Task requirements - Write out each of the entries below word for word, leaving the pictures out.

(Items listed in a dataset)
----------------

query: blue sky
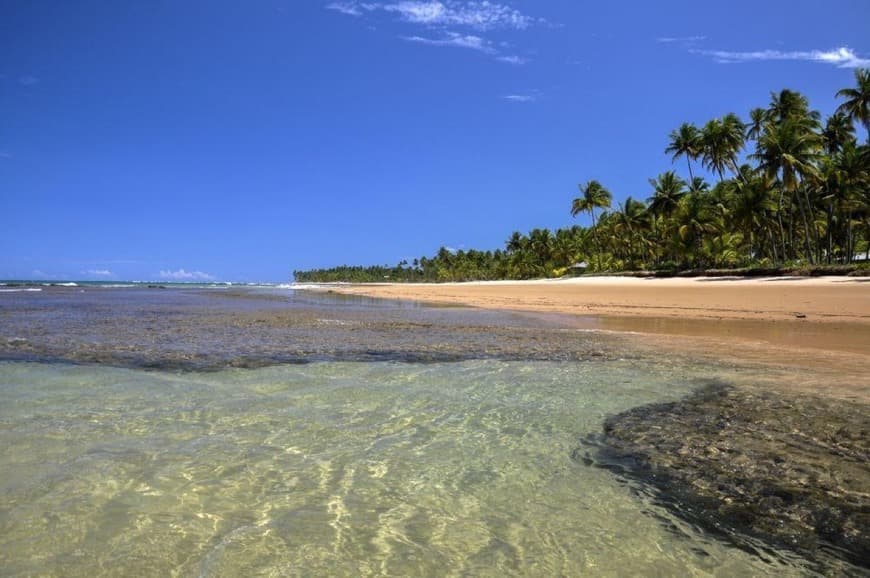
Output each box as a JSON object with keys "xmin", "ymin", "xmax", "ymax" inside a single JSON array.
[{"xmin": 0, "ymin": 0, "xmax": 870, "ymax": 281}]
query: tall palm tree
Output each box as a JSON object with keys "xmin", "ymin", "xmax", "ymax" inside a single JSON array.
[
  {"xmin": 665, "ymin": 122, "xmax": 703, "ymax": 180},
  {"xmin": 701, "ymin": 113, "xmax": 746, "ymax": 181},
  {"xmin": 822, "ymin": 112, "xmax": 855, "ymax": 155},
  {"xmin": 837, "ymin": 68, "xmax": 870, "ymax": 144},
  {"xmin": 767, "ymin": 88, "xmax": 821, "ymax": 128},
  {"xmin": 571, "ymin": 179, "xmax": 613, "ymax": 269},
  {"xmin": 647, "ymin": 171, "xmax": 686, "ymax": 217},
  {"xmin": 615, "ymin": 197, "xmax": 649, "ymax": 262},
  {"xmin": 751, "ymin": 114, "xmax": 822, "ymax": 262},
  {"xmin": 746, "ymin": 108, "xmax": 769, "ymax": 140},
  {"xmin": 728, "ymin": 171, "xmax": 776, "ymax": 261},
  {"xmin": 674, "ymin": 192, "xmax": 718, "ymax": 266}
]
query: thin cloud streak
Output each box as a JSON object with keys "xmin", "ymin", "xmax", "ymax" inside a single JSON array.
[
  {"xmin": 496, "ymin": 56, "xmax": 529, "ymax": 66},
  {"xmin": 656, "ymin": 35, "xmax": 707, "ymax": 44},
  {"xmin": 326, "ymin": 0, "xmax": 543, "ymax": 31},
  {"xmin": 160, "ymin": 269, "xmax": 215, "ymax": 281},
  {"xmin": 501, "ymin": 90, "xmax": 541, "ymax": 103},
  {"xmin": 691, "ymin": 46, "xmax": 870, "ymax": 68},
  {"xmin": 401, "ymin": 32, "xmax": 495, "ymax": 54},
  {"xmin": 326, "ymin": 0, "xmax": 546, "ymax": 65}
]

----------------

Worked answer -
query: blue sky
Output each box as a JSON object with keys "xmin", "ymin", "xmax", "ymax" inside a single JSON array.
[{"xmin": 0, "ymin": 0, "xmax": 870, "ymax": 281}]
query: tall palm tree
Output each box as a JSON object with keys "xmin", "ymin", "xmax", "ymax" inside a single JSON array.
[
  {"xmin": 665, "ymin": 122, "xmax": 703, "ymax": 180},
  {"xmin": 701, "ymin": 113, "xmax": 746, "ymax": 181},
  {"xmin": 822, "ymin": 112, "xmax": 855, "ymax": 155},
  {"xmin": 837, "ymin": 68, "xmax": 870, "ymax": 144},
  {"xmin": 767, "ymin": 88, "xmax": 821, "ymax": 128},
  {"xmin": 571, "ymin": 179, "xmax": 613, "ymax": 269},
  {"xmin": 647, "ymin": 171, "xmax": 686, "ymax": 217},
  {"xmin": 615, "ymin": 197, "xmax": 649, "ymax": 262},
  {"xmin": 751, "ymin": 114, "xmax": 822, "ymax": 262},
  {"xmin": 746, "ymin": 108, "xmax": 769, "ymax": 140},
  {"xmin": 728, "ymin": 171, "xmax": 776, "ymax": 261},
  {"xmin": 674, "ymin": 192, "xmax": 718, "ymax": 266}
]
query: thin cloud streak
Output each box as a JSON object with keys "xmin", "ymin", "xmax", "ymax" inside a single JSON array.
[
  {"xmin": 496, "ymin": 56, "xmax": 529, "ymax": 66},
  {"xmin": 656, "ymin": 35, "xmax": 707, "ymax": 44},
  {"xmin": 326, "ymin": 0, "xmax": 543, "ymax": 31},
  {"xmin": 160, "ymin": 269, "xmax": 215, "ymax": 281},
  {"xmin": 501, "ymin": 90, "xmax": 541, "ymax": 103},
  {"xmin": 691, "ymin": 46, "xmax": 870, "ymax": 68},
  {"xmin": 401, "ymin": 32, "xmax": 495, "ymax": 54},
  {"xmin": 326, "ymin": 0, "xmax": 546, "ymax": 65}
]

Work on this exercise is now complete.